- EXERCISE BRIEF: For each line in the material below that holds "instance", copy that line.
------------------------------------------------
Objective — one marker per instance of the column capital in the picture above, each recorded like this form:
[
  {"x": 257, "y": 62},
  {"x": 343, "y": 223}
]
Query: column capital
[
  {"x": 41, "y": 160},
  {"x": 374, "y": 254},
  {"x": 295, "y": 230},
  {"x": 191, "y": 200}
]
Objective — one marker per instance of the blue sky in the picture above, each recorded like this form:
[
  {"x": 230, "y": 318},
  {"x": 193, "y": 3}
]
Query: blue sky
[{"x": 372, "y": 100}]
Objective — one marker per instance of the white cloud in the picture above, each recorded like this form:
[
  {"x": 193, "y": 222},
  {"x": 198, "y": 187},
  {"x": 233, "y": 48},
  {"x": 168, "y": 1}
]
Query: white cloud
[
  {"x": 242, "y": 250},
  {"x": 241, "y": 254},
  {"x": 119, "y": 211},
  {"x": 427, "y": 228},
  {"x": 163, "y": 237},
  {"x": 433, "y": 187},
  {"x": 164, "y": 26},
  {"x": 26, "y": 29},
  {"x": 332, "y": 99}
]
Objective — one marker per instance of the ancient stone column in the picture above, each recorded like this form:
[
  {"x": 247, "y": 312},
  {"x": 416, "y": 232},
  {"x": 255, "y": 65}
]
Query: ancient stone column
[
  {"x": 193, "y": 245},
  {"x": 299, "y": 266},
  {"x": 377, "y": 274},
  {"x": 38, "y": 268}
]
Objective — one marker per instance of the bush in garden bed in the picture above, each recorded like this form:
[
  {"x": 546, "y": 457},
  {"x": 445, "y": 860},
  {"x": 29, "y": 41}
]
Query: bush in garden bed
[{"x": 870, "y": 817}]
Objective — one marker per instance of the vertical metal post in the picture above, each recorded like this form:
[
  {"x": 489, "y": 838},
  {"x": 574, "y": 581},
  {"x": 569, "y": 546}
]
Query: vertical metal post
------------------------------------------------
- EXERCISE RESULT:
Objective — one marker per instance of the column capital in the picture above, each recorded like this form:
Objective — one marker per instance of the blue sky in the picture above, each recorded like this form:
Objective — one marker per instance of the white cloud in the picture above, each recorded like this form:
Objective — one marker per instance of the ancient stone column in the picture above, each recorded like this form:
Objective — one marker per instance of the bush in garden bed in the picture above, each recorded like this form:
Objective — one marker per instance of the vertical metal post in the picture above, each recorded like this form:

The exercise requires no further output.